Task to carry out: Could you output every record below exactly as it appears?

☆ ☆ ☆ ☆ ☆

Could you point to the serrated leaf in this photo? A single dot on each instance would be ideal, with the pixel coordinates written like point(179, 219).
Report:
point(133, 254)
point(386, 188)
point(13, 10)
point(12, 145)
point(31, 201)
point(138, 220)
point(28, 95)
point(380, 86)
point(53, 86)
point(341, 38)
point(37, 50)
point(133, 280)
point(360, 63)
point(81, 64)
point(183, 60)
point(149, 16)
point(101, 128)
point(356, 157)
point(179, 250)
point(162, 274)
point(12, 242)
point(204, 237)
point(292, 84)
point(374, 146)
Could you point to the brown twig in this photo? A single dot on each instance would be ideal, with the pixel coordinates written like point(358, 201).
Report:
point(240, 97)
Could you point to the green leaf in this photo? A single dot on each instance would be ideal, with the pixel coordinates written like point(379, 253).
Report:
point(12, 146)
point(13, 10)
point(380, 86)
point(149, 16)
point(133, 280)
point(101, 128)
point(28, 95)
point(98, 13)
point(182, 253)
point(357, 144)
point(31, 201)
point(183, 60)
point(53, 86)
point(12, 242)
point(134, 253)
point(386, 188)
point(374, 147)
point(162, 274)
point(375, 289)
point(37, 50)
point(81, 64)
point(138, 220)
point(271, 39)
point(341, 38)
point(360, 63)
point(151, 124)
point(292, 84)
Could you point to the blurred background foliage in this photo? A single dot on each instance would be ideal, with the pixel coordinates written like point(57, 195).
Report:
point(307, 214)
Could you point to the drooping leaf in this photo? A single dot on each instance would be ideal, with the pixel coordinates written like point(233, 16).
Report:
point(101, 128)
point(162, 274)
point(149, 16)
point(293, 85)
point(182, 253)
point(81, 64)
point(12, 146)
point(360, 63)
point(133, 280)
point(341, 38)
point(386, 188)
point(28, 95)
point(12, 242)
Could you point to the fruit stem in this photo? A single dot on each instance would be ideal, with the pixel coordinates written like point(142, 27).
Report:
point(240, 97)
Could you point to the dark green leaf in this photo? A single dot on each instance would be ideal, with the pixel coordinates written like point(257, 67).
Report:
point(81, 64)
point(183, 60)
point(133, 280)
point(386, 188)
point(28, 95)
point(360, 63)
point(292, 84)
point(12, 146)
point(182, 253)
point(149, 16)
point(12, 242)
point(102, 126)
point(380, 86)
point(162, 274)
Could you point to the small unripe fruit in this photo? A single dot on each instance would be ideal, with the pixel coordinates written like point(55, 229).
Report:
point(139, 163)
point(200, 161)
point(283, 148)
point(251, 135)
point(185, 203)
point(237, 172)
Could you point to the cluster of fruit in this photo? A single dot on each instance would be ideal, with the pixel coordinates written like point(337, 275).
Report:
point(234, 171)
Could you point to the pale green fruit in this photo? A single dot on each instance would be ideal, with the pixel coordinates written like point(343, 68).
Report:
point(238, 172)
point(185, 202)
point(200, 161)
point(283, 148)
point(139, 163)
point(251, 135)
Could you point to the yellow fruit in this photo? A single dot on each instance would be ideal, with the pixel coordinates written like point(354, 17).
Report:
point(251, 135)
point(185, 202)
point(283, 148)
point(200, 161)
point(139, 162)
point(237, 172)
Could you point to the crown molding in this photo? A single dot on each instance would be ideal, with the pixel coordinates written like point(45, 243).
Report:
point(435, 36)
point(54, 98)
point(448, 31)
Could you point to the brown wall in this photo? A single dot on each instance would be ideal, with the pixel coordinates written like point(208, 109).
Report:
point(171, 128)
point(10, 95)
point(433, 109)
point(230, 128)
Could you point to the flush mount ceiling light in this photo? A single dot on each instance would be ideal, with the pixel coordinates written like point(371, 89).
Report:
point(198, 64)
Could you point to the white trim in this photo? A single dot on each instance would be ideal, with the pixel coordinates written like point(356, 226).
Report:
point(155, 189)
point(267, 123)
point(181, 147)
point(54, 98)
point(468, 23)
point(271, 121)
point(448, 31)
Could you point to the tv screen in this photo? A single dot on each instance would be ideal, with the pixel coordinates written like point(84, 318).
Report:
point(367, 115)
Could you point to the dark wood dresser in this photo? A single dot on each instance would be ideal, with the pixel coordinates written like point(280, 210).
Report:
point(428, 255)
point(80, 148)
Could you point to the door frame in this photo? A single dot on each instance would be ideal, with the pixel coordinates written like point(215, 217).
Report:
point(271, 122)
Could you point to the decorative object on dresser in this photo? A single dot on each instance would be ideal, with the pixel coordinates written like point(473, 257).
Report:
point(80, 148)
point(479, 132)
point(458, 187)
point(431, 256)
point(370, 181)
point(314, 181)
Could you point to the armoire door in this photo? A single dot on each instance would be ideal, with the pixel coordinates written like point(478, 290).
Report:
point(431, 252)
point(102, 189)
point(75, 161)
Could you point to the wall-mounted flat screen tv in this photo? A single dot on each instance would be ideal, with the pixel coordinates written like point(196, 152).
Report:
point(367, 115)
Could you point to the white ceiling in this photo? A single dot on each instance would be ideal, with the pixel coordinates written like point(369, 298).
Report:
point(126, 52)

☆ ☆ ☆ ☆ ☆

Task solution:
Could you point to the serrated leaf in this photo? A single dot on each instance would be ideal, with the pixel coordinates written like point(179, 219).
Report:
point(133, 254)
point(386, 188)
point(13, 10)
point(12, 145)
point(31, 201)
point(138, 220)
point(28, 95)
point(380, 86)
point(53, 86)
point(341, 38)
point(37, 50)
point(133, 280)
point(360, 63)
point(81, 64)
point(183, 60)
point(149, 16)
point(101, 128)
point(356, 157)
point(179, 250)
point(162, 274)
point(12, 242)
point(204, 237)
point(292, 84)
point(374, 146)
Could you point to the brown twig in this photo? A single dot on each instance would be ideal, with the pixel coordinates written like point(358, 201).
Report:
point(240, 97)
Could you point to the green leaf in this photo? A single dot on each instance would be ideal, with the pixel coordinates written like point(379, 253).
Report:
point(12, 146)
point(13, 10)
point(380, 86)
point(149, 16)
point(133, 280)
point(101, 128)
point(28, 95)
point(98, 13)
point(182, 253)
point(357, 144)
point(31, 201)
point(183, 60)
point(53, 86)
point(12, 242)
point(134, 253)
point(386, 188)
point(374, 147)
point(162, 274)
point(375, 289)
point(37, 50)
point(81, 64)
point(138, 220)
point(271, 39)
point(341, 38)
point(360, 63)
point(151, 124)
point(292, 84)
Could you point to the blurred background foliage in this photo? A single dot on each instance would be ideal, with the pixel coordinates written like point(57, 195).
Report:
point(307, 214)
Could you point to the drooping leaf in this photo? A single dot on each instance would be ideal, with the pixel coordinates written like point(233, 16).
Report:
point(101, 128)
point(162, 274)
point(149, 16)
point(293, 85)
point(182, 253)
point(81, 64)
point(12, 146)
point(360, 63)
point(133, 280)
point(341, 38)
point(386, 188)
point(28, 95)
point(12, 242)
Could you point to the fruit stem in this photo? A single dot on each instance would be ideal, with the pixel coordinates written like point(142, 27).
Report:
point(240, 97)
Could you point to the dark green leaf in this photo? A single dot on each instance would be ideal, with the pixel coordinates written like point(257, 67).
Report:
point(81, 64)
point(183, 60)
point(133, 280)
point(386, 188)
point(28, 95)
point(360, 63)
point(292, 84)
point(12, 146)
point(182, 253)
point(149, 16)
point(12, 242)
point(102, 126)
point(380, 86)
point(162, 274)
Could you point to the small unripe fruit in this photo? A single dot on each instance would be ideal, with the pixel coordinates written like point(55, 229).
Report:
point(139, 163)
point(200, 161)
point(283, 148)
point(251, 135)
point(185, 203)
point(237, 172)
Could you point to the cluster of fruit in this photo? A single dot on each instance would be ideal, with the pixel coordinates written like point(337, 275).
Report:
point(234, 171)
Could you point to the pale green fruit in this photo? A single dot on each instance would be ideal, with the pixel coordinates written like point(343, 68).
Report:
point(238, 172)
point(185, 202)
point(200, 161)
point(283, 148)
point(139, 163)
point(251, 135)
Could you point to the yellow fruit in this photo? A single dot on each instance would be ideal, with the pixel coordinates written like point(354, 17).
Report:
point(251, 135)
point(185, 202)
point(283, 148)
point(200, 161)
point(139, 162)
point(237, 172)
Could you point to the crown molding in this photo? A single dot on each instance would be ideal, with the pixel coordinates written like point(45, 243).
Report:
point(435, 36)
point(54, 98)
point(448, 31)
Could you point to the brown wall in this photo? A single dot on each instance would be ideal, with the pixel coordinates written like point(208, 109).
Report:
point(171, 128)
point(10, 95)
point(433, 109)
point(230, 128)
Could you point to the flush mount ceiling light in this photo? A single dot on each instance would be ideal, with the pixel coordinates written like point(371, 89).
Report:
point(198, 64)
Could you point to the white trim in this photo? A single dot on each instance would be ideal, with the pixel coordinates written like point(356, 226).
Report:
point(155, 189)
point(267, 123)
point(181, 147)
point(54, 98)
point(468, 23)
point(271, 121)
point(448, 31)
Could you point to the tv screen in this photo? A single dot on each instance would be ideal, with the pixel coordinates written like point(84, 318).
Report:
point(367, 115)
Could you point to the dark wood dresser in this photo? A single dot on each instance would be ideal, with the pixel coordinates written like point(280, 210).
Report:
point(428, 255)
point(80, 148)
Could you point to the door frame in this photo? A single dot on each instance would be ideal, with the pixel coordinates written like point(215, 217).
Report:
point(271, 122)
Could you point to the decorative object on dresser in this photo? A single dot on each instance would be ideal, with the pixel coordinates written like point(473, 257).
Report:
point(80, 148)
point(479, 132)
point(458, 187)
point(431, 256)
point(370, 181)
point(314, 181)
Could you point to the armoire door in this photo? A single dot on each instance would be ideal, with the pixel coordinates written like point(478, 290).
Report:
point(431, 252)
point(102, 189)
point(75, 161)
Could you point to the wall-mounted flat screen tv in this photo? A single dot on each instance would be ideal, with the pixel coordinates written like point(196, 152).
Report:
point(367, 115)
Could you point to the white ceiling in this photo? A single dot on each instance would be ideal, with the pixel coordinates written like point(369, 298).
Report:
point(126, 52)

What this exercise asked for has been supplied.